→ Задание 1: Продублируйте фрагмент отрывка о суде, приведенного ниже, начиная со слов «Я почувствовал облегчение, да, облегчение.» и заканчивая словами «вместе с Назукиным.».

→ Источник:
<<<<
Я почувствовал облегчение, да, облегчение. Пришла наконец-то определенность, которую я с тоской ожидал все эти долгие дни.
23 декабря 1919 года, я хорошо запомнил этот день, нас внезапно вывели во двор тюрьмы и объявили, что мы отправляемся в суд. Заковали попарно в кандалы и повели. Я был закован вместе с Назукиным.
Было раннее утро, темное, туманное. Мы шли, звеня кандалами, по пустынной улице. Усиленный конвой — две цепи пешей и конной стражи с каждой стороны — сопровождал нас.
Привели в здание городской комендатуры, где спустя два часа, при закрытых дверях, началось слушание нашего дела. Шло оно в плохо освещенной продолговатой комнате.
После нескольких формальных вопросов нас удалили, а затем допрашивали по одному. Допрашивали долго, надеясь, видимо, выудить то, что не удалось установить контрразведке. Но тщетно! Суд не получил ничего нового. Все говорили, что не знают друг друга. Только Горбань снова повторил, что знает всех, и сказал о работе каждого в организации. Горбань всячески старался заслужить снисхождение суда.
Потом нас снова привели в зал суда, и начался перекрестный допрос.
Председательствовал в суде полковник Волосевич. Его испитое, обрюзгшее лицо походило на морду бульдога. Он вел допрос и не как председатель суда, а как следователь контрразведки запугивал и угрожал.
В течение судебного следствия нас не изолировали друг от друга — суд даже не старался соблюсти правила ведения процесса. Стало ясно: он не возлагал на судебное следствие никаких надежд; наша судьба была предрешена.
Часов около восьми вечера следствие закончилось. Каждому из нас предоставили последнее слово, от которого все, за исключением Горбаня, отказались.
После окончания суда нас ввели в одну из комнат комендатуры, где мы пять томительных часов ожидали приговора. Когда нам с Назукиным удалось вместе выйти в уборную, он обнажил свою спину и показал ее мне: она вся была в ранах, кровоподтеках и синяках — какое-то кровавое месиво. Он рассказал о пытках, перенесенных им.
>>>>
→ Записи:
<<<<
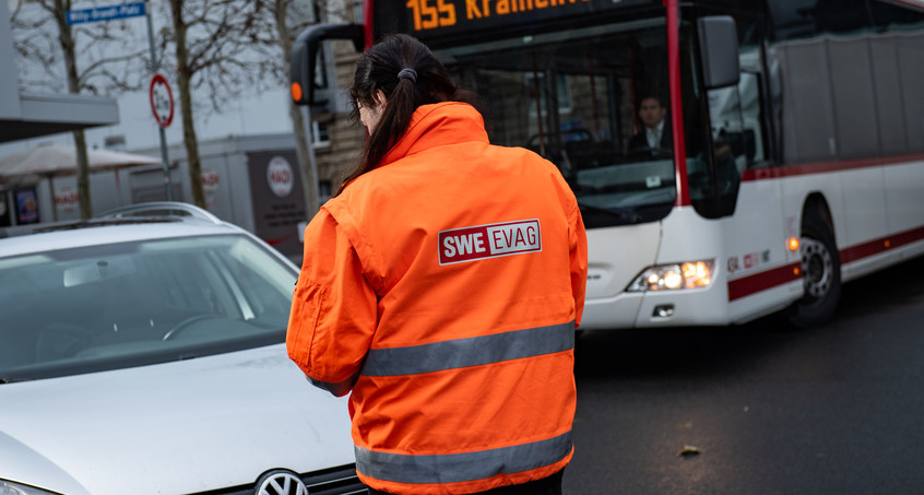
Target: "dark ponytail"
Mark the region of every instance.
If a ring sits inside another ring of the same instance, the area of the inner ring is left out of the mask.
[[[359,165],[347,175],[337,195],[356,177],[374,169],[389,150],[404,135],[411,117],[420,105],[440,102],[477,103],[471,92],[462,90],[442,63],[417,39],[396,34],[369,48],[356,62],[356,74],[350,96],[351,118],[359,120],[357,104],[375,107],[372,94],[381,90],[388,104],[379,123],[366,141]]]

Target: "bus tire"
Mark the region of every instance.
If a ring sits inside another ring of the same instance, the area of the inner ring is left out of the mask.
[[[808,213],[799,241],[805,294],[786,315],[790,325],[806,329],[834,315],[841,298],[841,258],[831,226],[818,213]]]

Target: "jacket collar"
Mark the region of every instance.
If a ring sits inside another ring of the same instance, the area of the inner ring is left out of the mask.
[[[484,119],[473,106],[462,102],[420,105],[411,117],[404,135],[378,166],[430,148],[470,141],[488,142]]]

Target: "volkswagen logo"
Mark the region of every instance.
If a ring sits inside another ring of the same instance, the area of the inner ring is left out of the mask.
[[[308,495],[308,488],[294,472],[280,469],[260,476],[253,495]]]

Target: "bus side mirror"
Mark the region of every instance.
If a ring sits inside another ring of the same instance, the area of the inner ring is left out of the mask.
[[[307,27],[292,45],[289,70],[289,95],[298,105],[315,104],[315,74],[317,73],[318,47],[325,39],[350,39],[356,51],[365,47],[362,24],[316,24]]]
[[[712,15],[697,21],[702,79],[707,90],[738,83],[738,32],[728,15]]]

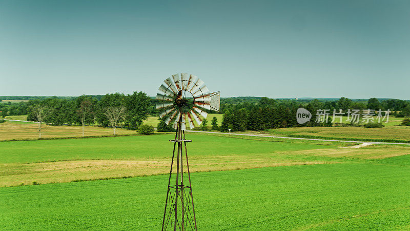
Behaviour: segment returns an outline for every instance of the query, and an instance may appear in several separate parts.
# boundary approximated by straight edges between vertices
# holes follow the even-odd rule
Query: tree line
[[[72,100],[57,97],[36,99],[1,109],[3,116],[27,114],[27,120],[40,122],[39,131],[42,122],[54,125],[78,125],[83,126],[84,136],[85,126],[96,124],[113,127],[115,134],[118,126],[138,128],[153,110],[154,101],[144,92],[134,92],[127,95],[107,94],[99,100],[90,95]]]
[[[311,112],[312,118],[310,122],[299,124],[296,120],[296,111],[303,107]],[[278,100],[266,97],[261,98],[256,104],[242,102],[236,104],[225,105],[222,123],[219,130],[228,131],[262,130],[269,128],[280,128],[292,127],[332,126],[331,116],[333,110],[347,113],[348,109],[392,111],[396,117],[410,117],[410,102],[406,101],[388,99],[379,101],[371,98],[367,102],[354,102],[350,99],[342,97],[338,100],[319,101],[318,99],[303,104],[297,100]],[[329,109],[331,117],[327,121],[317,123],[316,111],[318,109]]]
>>>>
<<<<
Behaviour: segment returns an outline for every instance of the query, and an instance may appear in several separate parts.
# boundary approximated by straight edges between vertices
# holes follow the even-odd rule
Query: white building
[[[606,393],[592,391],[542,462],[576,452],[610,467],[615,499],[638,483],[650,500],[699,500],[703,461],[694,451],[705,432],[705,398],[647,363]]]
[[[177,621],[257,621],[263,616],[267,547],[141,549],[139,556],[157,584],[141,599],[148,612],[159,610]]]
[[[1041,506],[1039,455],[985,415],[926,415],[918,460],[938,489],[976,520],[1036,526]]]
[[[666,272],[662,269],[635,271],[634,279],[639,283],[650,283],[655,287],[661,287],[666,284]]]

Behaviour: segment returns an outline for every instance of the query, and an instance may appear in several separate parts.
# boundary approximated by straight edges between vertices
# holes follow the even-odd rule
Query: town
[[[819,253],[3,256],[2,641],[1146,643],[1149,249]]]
>>>>
→ Задание 2: Извлеките из записей выше все строки, содержащие слово «Target». Регистр букв учитывается.

→ Полный ответ 1:
Я почувствовал облегчение, да, облегчение. Пришла наконец-то определенность, которую я с тоской ожидал все эти долгие дни.
23 декабря 1919 года, я хорошо запомнил этот день, нас внезапно вывели во двор тюрьмы и объявили, что мы отправляемся в суд. Заковали попарно в кандалы и повели. Я был закован вместе с Назукиным.

→ Полный ответ 2:
Target: "dark ponytail"
Target: "bus tire"
Target: "jacket collar"
Target: "volkswagen logo"
Target: "bus side mirror"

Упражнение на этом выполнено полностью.